▶ [GIVEN INSTRUCTION] Could you extract every line from the rows below and reproduce each one verbatim, in the same order?

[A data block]
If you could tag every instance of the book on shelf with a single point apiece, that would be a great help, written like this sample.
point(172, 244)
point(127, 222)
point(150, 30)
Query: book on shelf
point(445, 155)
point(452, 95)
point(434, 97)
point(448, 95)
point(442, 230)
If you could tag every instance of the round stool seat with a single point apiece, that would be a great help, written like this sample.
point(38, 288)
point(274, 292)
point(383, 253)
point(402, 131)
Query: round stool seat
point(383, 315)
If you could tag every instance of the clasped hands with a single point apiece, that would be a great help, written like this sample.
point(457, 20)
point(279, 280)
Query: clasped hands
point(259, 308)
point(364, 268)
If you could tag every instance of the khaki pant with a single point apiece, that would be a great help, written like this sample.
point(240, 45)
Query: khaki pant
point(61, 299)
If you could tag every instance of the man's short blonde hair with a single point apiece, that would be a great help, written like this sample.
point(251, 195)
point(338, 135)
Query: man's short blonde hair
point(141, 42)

▶ [THE OUTPUT]
If you could tag every instance of the book on shelf with a single point apiece, that would be a great help, written like this sample.
point(172, 244)
point(127, 222)
point(150, 30)
Query: book on shelf
point(445, 155)
point(452, 95)
point(434, 97)
point(448, 95)
point(442, 230)
If you could tag every instance of the round stool seat with a single point apiece, that would be a great help, written like this sample.
point(38, 288)
point(274, 292)
point(383, 253)
point(402, 131)
Query: round stool seat
point(383, 315)
If you could tag every instance of the clasped hands with a single point apiece, that would be a great help, written like this sample.
point(457, 20)
point(279, 280)
Query: clasped hands
point(259, 308)
point(364, 268)
If you could tag every instance of the khaki pant with a single point apiece, that would be a great help, written like this sample.
point(240, 45)
Query: khaki pant
point(61, 299)
If you could tag every instance of the man's short blonde hair with a single point apiece, that would be a great help, written like this sample.
point(251, 195)
point(338, 135)
Query: man's short blonde hair
point(141, 42)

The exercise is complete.